> **WHAT TO PRODUCE**: List each line in the records that has the word "green" in it.

------------------------------------------------------------

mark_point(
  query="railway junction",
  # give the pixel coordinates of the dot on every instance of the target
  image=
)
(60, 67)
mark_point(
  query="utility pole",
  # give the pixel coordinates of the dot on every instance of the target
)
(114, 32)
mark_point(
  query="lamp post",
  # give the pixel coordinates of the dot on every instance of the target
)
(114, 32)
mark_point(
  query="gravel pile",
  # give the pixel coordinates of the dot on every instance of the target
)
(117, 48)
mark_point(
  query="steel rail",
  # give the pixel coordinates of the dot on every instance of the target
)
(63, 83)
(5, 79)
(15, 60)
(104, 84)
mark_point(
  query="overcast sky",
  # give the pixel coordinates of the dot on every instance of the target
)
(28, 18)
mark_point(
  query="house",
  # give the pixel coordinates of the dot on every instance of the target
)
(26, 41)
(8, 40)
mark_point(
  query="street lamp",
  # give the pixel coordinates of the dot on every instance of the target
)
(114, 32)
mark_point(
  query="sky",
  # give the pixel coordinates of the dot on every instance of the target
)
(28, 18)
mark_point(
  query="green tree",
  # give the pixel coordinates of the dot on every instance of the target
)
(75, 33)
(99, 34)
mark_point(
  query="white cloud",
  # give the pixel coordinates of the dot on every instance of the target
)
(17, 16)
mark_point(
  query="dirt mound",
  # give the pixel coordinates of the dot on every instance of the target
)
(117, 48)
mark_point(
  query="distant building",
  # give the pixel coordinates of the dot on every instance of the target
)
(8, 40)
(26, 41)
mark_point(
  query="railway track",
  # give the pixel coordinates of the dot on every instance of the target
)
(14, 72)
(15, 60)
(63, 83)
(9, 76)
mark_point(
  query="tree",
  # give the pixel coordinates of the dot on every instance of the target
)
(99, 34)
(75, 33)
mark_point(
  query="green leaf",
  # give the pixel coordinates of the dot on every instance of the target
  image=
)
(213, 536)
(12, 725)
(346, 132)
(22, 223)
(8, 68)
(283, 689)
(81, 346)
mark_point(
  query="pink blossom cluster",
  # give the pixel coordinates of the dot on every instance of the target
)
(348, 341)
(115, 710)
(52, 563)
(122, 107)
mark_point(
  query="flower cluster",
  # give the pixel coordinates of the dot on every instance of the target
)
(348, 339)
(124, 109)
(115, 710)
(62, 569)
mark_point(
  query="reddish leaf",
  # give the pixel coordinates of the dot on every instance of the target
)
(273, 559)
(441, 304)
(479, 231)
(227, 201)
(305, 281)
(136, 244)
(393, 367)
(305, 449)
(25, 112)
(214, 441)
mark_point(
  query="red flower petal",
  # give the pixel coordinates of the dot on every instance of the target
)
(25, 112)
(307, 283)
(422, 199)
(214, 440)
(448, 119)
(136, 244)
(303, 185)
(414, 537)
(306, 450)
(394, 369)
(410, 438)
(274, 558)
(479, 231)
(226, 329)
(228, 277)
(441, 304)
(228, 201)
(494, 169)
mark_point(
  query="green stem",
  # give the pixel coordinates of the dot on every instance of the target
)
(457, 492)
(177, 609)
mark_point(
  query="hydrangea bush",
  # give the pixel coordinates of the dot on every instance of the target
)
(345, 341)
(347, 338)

------------------------------------------------------------

> **FULL RESPONSE**:
  query="green tree",
  query="green leaf",
  query="green stem",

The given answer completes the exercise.